▶ **Set problem**:
Can you turn the records below into a two-column CSV headed input and output? Give one row per record, with each field quoted and its line breaks replaced by spaces, using only the records from the line containing "Could you point out where the candlestick" through the line containing "[4,0,43,114]".

Excerpts from a detection dataset
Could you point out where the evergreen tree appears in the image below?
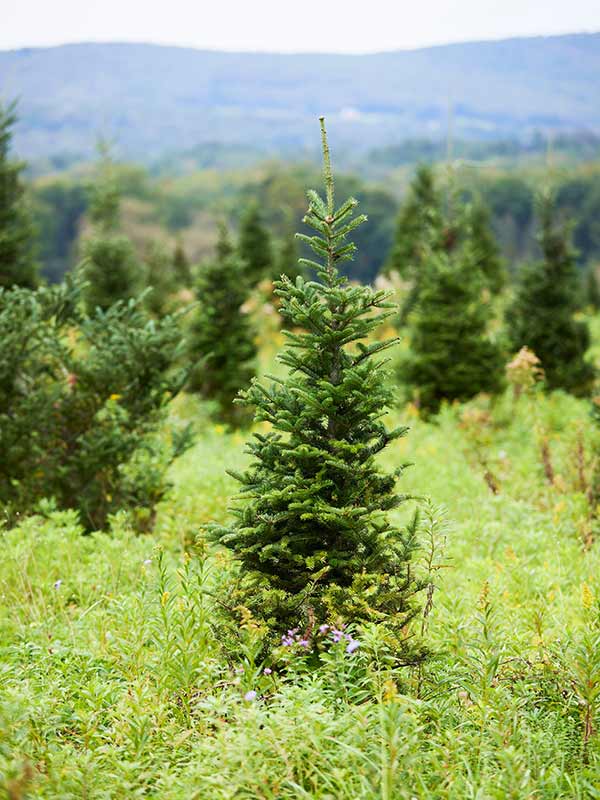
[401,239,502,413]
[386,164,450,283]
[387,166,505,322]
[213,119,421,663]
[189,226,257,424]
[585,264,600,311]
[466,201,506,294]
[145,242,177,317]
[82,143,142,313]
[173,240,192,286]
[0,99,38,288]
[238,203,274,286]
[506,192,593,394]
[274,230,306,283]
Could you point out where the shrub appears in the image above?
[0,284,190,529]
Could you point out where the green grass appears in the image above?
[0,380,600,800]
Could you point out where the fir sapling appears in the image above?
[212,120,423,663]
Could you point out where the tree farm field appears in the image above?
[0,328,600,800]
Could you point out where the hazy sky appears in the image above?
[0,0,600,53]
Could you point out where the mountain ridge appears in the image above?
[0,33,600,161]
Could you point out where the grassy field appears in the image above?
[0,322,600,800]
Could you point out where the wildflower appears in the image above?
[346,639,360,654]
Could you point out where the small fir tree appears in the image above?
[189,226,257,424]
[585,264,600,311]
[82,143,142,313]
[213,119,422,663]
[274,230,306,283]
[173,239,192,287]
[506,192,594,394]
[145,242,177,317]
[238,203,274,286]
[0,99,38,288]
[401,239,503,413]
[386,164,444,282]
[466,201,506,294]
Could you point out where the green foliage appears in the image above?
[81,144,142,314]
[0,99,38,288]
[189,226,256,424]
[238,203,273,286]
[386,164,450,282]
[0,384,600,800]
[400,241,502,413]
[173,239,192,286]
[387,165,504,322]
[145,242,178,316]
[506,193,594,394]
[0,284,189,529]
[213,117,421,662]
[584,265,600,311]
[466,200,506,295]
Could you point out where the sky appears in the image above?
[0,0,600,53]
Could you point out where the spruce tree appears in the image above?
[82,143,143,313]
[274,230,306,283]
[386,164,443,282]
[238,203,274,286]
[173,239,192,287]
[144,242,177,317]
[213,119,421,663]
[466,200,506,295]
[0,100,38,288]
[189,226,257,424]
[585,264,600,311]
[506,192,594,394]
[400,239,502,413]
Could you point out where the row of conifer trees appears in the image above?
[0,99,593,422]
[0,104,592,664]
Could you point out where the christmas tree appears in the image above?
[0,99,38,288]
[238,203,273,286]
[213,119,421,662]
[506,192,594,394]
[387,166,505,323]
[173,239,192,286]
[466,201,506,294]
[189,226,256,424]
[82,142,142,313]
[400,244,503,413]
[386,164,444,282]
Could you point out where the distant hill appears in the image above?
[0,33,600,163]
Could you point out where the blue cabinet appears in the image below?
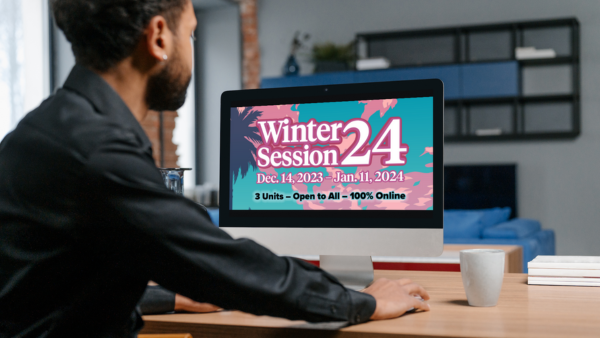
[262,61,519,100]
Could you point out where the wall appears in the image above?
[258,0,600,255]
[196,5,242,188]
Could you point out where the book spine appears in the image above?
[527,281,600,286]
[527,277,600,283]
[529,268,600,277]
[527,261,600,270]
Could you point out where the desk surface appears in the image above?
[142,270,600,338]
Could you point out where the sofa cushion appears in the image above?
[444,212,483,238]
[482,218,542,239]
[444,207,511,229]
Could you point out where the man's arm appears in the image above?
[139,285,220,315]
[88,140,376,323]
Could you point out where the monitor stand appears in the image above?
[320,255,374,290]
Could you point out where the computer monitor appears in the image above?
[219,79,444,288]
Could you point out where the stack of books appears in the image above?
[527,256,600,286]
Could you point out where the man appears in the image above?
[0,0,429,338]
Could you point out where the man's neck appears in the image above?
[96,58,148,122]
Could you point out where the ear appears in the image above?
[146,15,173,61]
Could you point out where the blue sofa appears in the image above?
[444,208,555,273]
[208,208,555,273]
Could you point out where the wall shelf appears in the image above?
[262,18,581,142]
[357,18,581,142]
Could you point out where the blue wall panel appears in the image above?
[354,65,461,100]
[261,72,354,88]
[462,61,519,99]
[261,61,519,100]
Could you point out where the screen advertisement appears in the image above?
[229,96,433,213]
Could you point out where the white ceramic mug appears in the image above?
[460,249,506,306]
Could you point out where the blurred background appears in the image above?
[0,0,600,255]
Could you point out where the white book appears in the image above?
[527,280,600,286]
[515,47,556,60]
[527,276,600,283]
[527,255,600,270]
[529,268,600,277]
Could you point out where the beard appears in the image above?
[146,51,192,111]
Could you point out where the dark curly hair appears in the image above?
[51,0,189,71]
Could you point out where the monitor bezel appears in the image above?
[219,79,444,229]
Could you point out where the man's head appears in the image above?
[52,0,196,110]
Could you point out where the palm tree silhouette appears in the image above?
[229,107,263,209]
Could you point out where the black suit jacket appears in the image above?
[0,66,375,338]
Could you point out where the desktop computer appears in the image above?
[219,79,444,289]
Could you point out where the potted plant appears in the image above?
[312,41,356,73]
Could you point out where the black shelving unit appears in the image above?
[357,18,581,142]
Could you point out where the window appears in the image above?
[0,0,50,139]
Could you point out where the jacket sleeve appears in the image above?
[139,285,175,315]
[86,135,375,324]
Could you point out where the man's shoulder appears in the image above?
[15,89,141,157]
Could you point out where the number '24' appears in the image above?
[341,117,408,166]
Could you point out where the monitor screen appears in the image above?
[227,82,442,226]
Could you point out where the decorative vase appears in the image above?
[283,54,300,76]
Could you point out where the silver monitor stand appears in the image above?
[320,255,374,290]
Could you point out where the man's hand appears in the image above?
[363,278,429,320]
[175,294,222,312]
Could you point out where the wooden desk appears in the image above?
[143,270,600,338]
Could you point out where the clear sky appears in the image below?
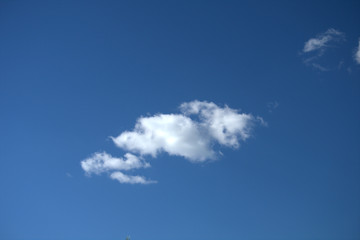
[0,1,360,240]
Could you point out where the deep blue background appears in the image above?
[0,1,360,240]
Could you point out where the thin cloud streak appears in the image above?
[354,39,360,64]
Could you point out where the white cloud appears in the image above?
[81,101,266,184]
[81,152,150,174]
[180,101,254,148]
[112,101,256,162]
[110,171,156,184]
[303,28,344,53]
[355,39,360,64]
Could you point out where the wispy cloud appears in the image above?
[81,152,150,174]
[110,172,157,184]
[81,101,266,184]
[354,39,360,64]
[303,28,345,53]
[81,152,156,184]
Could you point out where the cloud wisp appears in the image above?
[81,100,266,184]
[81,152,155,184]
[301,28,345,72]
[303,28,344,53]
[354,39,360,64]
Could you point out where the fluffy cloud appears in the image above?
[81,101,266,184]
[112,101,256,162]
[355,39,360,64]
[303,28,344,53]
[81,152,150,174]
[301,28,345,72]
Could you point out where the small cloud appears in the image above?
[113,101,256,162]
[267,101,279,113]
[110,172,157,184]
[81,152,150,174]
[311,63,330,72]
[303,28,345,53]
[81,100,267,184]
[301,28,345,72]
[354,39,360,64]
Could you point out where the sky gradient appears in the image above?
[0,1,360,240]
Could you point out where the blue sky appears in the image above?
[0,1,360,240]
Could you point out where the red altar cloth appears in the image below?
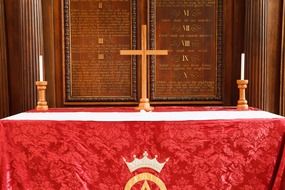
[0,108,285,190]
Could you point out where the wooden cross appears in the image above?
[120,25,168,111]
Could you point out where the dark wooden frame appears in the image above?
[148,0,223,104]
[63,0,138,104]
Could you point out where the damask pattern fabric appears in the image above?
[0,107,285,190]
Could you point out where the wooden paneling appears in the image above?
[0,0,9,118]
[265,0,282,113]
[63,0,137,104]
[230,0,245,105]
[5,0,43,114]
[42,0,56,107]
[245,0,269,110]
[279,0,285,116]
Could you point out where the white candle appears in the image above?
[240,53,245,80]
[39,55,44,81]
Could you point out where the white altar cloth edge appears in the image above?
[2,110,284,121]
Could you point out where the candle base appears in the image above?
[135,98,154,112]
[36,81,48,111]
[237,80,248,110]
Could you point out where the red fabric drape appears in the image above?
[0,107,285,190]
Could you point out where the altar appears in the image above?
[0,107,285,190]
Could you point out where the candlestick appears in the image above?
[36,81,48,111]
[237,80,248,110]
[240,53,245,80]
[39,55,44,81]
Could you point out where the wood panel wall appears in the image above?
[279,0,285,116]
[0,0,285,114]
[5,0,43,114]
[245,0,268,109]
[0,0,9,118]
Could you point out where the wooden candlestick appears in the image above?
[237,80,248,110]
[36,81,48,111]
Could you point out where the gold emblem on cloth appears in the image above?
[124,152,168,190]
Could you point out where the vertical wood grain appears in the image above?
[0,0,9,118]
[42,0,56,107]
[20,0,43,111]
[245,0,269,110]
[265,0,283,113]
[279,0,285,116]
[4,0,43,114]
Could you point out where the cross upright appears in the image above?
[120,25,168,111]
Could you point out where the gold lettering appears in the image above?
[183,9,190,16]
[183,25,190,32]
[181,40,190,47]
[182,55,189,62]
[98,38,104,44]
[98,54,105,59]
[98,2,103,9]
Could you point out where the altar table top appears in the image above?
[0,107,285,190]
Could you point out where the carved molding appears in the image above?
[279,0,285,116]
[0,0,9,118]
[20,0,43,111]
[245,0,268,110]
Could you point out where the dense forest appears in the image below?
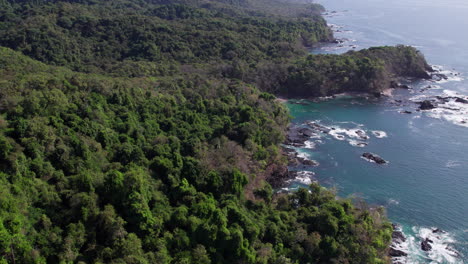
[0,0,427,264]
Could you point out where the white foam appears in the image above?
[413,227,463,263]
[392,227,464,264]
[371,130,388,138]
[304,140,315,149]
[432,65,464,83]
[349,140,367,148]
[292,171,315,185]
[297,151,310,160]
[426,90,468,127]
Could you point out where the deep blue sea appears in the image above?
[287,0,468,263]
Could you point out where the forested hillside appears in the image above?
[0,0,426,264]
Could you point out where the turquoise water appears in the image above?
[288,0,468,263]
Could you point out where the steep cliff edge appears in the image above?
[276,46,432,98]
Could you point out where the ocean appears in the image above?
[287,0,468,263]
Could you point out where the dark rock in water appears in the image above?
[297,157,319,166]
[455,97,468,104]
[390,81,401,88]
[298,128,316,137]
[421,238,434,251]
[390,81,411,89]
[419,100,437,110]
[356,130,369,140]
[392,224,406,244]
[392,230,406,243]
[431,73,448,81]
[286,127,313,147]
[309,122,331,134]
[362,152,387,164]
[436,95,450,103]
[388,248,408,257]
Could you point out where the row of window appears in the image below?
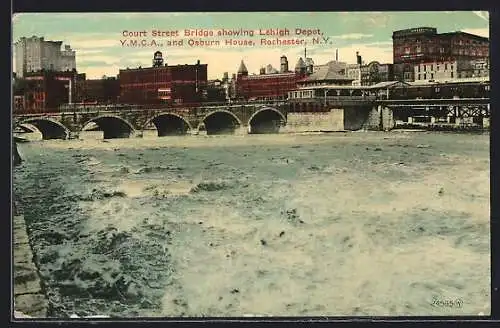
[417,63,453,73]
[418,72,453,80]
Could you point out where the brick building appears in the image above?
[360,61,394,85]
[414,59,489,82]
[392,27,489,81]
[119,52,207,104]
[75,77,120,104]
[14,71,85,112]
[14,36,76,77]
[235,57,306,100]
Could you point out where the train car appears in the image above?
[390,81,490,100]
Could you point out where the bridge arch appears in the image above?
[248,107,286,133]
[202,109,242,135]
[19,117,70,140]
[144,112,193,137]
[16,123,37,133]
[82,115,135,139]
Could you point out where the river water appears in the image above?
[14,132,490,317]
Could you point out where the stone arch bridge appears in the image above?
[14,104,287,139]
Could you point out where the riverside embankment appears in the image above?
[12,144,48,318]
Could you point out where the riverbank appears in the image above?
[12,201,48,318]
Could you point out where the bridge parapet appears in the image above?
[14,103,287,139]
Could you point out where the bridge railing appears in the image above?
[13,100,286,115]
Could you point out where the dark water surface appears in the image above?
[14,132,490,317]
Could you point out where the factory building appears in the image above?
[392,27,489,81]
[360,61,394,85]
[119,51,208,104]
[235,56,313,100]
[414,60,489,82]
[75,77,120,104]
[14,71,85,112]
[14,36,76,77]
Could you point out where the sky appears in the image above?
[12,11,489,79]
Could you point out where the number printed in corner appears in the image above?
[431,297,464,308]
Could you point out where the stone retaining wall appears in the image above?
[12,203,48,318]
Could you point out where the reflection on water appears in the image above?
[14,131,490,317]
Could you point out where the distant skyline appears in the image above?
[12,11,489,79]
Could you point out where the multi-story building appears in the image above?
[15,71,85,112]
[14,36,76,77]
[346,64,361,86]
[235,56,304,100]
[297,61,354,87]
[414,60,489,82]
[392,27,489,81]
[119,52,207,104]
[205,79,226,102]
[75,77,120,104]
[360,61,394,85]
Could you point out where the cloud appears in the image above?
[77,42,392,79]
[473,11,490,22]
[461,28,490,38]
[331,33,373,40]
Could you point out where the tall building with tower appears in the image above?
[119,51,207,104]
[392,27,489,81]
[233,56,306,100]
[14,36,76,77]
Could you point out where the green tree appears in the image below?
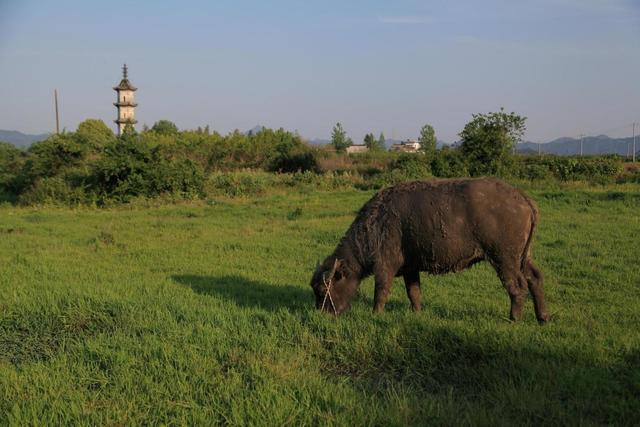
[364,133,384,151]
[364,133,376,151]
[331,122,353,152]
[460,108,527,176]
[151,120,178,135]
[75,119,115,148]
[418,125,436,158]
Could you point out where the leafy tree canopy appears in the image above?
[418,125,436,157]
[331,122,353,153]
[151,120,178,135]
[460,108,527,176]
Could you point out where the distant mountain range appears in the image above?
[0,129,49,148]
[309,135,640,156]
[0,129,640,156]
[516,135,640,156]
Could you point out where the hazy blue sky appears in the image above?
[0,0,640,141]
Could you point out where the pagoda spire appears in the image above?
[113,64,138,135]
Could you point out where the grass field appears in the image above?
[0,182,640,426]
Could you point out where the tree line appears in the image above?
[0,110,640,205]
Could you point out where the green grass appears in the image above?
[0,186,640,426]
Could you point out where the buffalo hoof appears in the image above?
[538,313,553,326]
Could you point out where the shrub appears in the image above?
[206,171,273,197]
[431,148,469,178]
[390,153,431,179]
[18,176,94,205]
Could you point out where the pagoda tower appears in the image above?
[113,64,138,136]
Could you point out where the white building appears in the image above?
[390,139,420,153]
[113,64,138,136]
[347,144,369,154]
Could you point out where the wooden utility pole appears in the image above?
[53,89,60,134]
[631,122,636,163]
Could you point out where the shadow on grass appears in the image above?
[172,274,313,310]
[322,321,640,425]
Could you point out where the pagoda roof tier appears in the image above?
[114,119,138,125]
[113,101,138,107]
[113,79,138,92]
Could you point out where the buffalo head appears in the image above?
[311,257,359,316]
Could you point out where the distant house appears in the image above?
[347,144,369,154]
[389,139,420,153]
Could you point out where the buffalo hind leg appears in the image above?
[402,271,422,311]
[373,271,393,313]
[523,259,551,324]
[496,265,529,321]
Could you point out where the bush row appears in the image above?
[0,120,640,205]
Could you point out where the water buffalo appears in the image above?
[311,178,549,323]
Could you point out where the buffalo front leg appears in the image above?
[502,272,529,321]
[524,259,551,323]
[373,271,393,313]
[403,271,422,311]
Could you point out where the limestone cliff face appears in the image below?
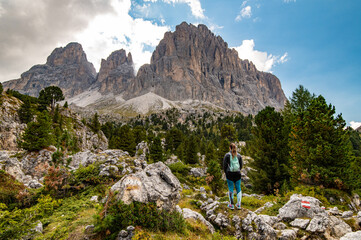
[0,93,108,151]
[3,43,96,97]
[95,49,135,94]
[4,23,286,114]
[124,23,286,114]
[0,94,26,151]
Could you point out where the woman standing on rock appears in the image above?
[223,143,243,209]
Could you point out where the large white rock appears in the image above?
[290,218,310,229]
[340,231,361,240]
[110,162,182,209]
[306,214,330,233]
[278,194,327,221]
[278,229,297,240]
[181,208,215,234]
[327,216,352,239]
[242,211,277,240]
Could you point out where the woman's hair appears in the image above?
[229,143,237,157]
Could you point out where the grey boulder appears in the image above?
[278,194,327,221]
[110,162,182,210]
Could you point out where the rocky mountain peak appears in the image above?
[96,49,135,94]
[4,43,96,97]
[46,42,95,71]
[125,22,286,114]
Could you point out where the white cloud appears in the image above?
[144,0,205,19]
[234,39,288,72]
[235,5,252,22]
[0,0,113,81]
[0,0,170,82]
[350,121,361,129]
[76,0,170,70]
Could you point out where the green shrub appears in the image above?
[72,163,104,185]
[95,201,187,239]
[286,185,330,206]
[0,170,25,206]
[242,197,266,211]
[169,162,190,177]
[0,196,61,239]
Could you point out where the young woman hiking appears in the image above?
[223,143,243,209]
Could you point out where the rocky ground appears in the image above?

▶ **Solution**:
input,output
"Could you point out where the candlestick appears in the image above?","[36,81,48,111] [237,80,248,110] [240,53,245,80] [39,55,44,81]"
"Could you point out where the wood panel wall appears in the image above?","[279,0,285,116] [0,0,285,114] [5,0,43,114] [245,0,268,109] [0,0,9,118]"
"Could you point out where the wooden candlestick appears in the image above?","[237,80,248,110] [36,81,48,111]"
"Could you point out where the gold emblem on cloth appears in the image above?","[124,152,168,190]"
"Could you point out where the vertical wood grain appears in the image above?","[0,0,9,118] [42,0,56,107] [20,0,43,111] [245,0,269,110] [265,0,283,113] [279,0,285,116] [4,0,43,114]"